#### Instructions for the task
If an entry holds a picture, leave that picture out and reproduce everything else exactly.

#### Material to process
= Beginning of Section =
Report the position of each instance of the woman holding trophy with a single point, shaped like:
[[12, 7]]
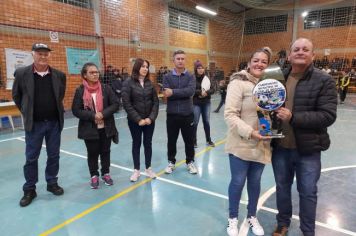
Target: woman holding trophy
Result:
[[248, 149]]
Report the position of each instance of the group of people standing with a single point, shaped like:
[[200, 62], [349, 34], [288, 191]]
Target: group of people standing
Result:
[[309, 109], [39, 90]]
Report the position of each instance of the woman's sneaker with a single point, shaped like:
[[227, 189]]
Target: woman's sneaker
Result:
[[232, 229], [149, 172], [94, 182], [107, 180], [255, 226], [134, 177]]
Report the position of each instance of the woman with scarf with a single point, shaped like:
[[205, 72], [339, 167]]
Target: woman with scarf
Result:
[[248, 150], [95, 104], [201, 102]]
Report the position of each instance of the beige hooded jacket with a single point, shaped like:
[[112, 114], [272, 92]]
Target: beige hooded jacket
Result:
[[241, 118]]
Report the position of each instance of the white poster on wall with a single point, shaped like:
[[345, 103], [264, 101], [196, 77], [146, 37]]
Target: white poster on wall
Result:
[[15, 59]]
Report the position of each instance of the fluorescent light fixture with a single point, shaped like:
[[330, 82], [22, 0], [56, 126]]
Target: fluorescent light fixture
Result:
[[206, 10]]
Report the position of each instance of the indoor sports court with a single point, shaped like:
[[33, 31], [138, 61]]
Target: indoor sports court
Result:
[[221, 34]]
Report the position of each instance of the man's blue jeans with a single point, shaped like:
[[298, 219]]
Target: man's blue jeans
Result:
[[50, 131], [240, 170], [204, 110], [287, 163]]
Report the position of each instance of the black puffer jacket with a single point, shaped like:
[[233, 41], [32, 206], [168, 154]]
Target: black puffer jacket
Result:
[[87, 129], [140, 102], [314, 109]]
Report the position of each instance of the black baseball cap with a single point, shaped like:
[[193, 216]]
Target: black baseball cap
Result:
[[39, 46]]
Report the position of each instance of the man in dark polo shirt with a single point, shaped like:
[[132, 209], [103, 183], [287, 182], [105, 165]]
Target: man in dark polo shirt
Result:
[[38, 92], [179, 88]]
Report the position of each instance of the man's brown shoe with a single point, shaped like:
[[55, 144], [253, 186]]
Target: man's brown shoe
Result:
[[280, 231]]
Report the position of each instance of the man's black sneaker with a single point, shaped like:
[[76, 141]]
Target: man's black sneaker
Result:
[[27, 198]]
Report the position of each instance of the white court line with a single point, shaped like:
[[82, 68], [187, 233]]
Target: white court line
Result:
[[244, 229]]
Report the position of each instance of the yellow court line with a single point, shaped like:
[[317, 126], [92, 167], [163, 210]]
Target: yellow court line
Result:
[[118, 195]]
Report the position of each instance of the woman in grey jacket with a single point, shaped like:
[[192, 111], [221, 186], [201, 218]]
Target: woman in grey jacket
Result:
[[248, 150], [140, 101], [95, 104]]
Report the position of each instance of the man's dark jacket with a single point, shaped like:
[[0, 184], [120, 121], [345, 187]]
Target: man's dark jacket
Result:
[[314, 109], [23, 91]]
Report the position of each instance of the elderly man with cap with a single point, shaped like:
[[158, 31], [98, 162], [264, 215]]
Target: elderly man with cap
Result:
[[38, 92]]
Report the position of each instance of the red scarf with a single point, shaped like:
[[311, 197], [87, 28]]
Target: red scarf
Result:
[[87, 97]]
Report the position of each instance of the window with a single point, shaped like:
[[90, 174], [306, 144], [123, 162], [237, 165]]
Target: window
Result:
[[186, 21], [78, 3], [334, 17], [270, 24]]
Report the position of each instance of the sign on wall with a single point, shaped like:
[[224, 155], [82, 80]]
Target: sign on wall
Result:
[[77, 57], [15, 59]]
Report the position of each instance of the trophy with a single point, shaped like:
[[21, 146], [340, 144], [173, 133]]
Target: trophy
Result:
[[269, 94]]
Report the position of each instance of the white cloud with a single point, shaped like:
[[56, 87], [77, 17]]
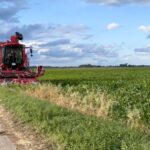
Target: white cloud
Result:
[[118, 2], [144, 28], [112, 26]]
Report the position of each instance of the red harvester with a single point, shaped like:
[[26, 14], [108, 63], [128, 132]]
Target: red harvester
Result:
[[14, 62]]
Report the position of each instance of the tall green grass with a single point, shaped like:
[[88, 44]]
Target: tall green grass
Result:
[[71, 130]]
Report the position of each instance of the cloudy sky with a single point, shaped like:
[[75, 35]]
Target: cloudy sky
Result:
[[74, 32]]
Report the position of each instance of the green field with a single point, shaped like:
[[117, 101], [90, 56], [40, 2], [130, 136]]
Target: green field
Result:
[[105, 108]]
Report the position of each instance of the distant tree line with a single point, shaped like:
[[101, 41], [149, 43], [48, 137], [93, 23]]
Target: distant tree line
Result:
[[95, 66]]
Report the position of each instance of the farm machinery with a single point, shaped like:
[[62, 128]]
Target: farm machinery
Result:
[[14, 62]]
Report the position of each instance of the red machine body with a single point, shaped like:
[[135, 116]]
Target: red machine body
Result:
[[14, 62]]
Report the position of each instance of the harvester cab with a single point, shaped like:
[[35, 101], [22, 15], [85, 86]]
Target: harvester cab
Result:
[[14, 62]]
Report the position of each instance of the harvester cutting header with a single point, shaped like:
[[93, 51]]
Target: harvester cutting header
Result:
[[14, 62]]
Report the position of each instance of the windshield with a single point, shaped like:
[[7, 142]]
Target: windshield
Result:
[[13, 55]]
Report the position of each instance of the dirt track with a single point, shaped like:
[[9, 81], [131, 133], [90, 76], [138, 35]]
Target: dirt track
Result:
[[23, 137]]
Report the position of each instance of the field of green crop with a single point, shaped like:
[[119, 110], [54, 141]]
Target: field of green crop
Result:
[[105, 108]]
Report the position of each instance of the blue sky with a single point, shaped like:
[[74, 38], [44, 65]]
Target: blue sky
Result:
[[74, 32]]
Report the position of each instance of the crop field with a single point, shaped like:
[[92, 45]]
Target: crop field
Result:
[[86, 108]]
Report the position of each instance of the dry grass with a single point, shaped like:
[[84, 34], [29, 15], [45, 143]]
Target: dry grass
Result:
[[134, 120], [94, 103]]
= End of Section =
#### Result of this exercise
Report the position of each instance of the woman holding trophy with a single point, shaped like:
[[12, 7]]
Target: woman holding trophy
Result:
[[248, 149]]
Report the position of each instance of the group of people standing with a single point, shaped like:
[[200, 62], [349, 34], [288, 191]]
Target: group of people standing
Result:
[[309, 109], [39, 90]]
Report the position of each instance of the woman's sneaker with a single point, shaped like:
[[227, 189]]
Target: woman's sneaker
Result:
[[232, 229], [149, 172], [94, 182], [107, 180], [255, 226], [134, 177]]
Report the position of each instance of the woman with scarf with a single point, shaped like:
[[205, 72], [339, 167]]
Target: woman with scarf
Result:
[[248, 150], [95, 104], [201, 102]]
Report the position of each instance of the beige hooded jacket with a single point, shaped like:
[[112, 114], [272, 92]]
Target: beige hooded jacket
Result:
[[241, 118]]
Report the position of each instance of the white poster on wall with a single point, shaped like:
[[345, 103], [264, 101], [196, 77], [146, 37]]
Target: white poster on wall
Result:
[[15, 59]]
Report the position of each instance of the fluorescent light fixture with a single point, shaped like:
[[330, 82], [22, 0], [56, 126]]
Target: fluorescent light fixture
Result:
[[206, 10]]
Report the position of each instance of the indoor sports court with a single point, shaped like:
[[33, 31], [138, 61]]
Target: indoor sports court
Result:
[[221, 34]]
Report the position of each instance of the man's blue jeans with a single point, shaped like:
[[298, 219]]
Target: man's blue jeans
Result:
[[50, 131], [240, 170], [204, 110], [287, 163]]
Report the position of each instance of the black puffer jacket with a single point, shaped like:
[[233, 41], [32, 206], [168, 154]]
Target: black puffer jacket
Result:
[[87, 129], [140, 102], [314, 109]]
Report the position of each instance of the black baseball cap with a single point, shaped like:
[[193, 216]]
Target: black baseball cap
Result:
[[39, 46]]
Report the position of each instance of the man in dark polo shirt with a single point, shaped like:
[[132, 209], [103, 183], [287, 182], [105, 165]]
Target: man in dark polo shirt
Result:
[[38, 92], [179, 88]]
Report the position of each instance of the man's brown shoe with a single point, shaped like:
[[55, 144], [253, 186]]
Target: man's brown shoe
Result:
[[280, 231]]
Report the position of each instance of the man's black sneaker with a single point, shaped like:
[[76, 141]]
Target: man's black sneaker
Result:
[[27, 198]]
Report the position of each instance of the white court line with a single point, shaped like:
[[82, 68], [187, 233]]
Target: white court line
Result:
[[244, 229]]
Report the position of each instance of the yellow court line with a single point, shaped like:
[[317, 126], [92, 167], [163, 210]]
Target: yellow court line
Result:
[[118, 195]]
Report the position of each instance of the woman in grey jacket with a single point, shaped like:
[[192, 111], [221, 186], [201, 218]]
Target: woman in grey jacket
Result:
[[248, 150], [140, 101], [95, 104]]
Report the position of each instance of the man's dark jacket with a single point, shaped like:
[[0, 184], [120, 121], [345, 187]]
Target: man's dark jacket
Result:
[[314, 109], [23, 91]]
Report the position of each instance of the elderly man with cap with a single point, shaped like:
[[158, 31], [98, 162], [264, 215]]
Target: elderly man with cap
Result:
[[38, 92]]
Report the position of each instance of the red scarf with a single point, shaped like:
[[311, 197], [87, 28]]
Target: red scarf
Result:
[[87, 97]]
Report the position of each instance of the window with a single point, shaped like:
[[90, 174], [306, 144], [123, 162], [237, 165]]
Target: window
Result:
[[186, 21], [78, 3], [334, 17], [270, 24]]
Report the position of each instance of the sign on wall with a single point, shaped like:
[[224, 155], [82, 80]]
Target: sign on wall
Result:
[[77, 57], [15, 59]]
Report the position of each instance of the trophy with a single point, shaped like:
[[21, 146], [340, 144], [173, 133]]
Target: trophy
Result:
[[269, 94]]
Report the position of each instance of the white cloud with a single point, shaped like:
[[56, 87], [77, 17]]
Target: white cloud
Result:
[[118, 2], [144, 28], [112, 26]]
Report the position of each instance of the red harvester with a single point, shaped like:
[[26, 14], [108, 63], [128, 132]]
Target: red harvester
Result:
[[14, 62]]
Report the position of each instance of the tall green grass with a single point, shaped like:
[[88, 44]]
Target: tall green grass
Result:
[[71, 130]]
Report the position of each instance of the cloudy sky with a single point, shaped like:
[[75, 35]]
Target: cloudy sky
Result:
[[74, 32]]
Report the position of each instance of the green field with a single point, shaped like:
[[117, 101], [90, 56], [40, 2], [130, 136]]
Target: green field
Result:
[[105, 108]]
Report the position of each instance of the distant tree line with a single point, shaped like:
[[101, 41], [149, 43], [48, 137], [93, 23]]
Target: distant tree line
Result:
[[95, 66]]
Report the position of each instance of the farm machinery with a single point, shaped like:
[[62, 128]]
Target: farm machinery
Result:
[[14, 62]]
Report the position of each instance of the red machine body with a single point, shaped like:
[[135, 116]]
Target: red machine body
Result:
[[14, 62]]
Report the position of each instance of the harvester cab with a single point, shaped like:
[[35, 101], [22, 15], [85, 86]]
Target: harvester cab
Result:
[[14, 62]]
Report the position of each instance of the harvester cutting header with a single point, shaped like:
[[93, 51]]
Target: harvester cutting header
Result:
[[14, 62]]
Report the position of each instance of the windshield with a single point, shaped like:
[[7, 142]]
Target: windshield
Result:
[[13, 55]]
Report the position of each instance of the dirt track with a single point, shaped like:
[[9, 81], [131, 133], [90, 76], [138, 35]]
Target: dirt track
Result:
[[23, 137]]
Report the position of each instance of the field of green crop with a single point, shaped like:
[[119, 110], [54, 141]]
Target: field of green crop
Result:
[[105, 108]]
Report the position of each instance of the blue sky with a single point, shaped like:
[[74, 38], [44, 65]]
Target: blue sky
Result:
[[74, 32]]
Report the position of each instance of the crop field with a single point, shaped like:
[[92, 45]]
Target: crop field
Result:
[[86, 108]]
Report the position of each instance of the dry grass with a single point, shaped like:
[[84, 34], [29, 15], [45, 143]]
Target: dry grass
Result:
[[134, 120], [94, 103]]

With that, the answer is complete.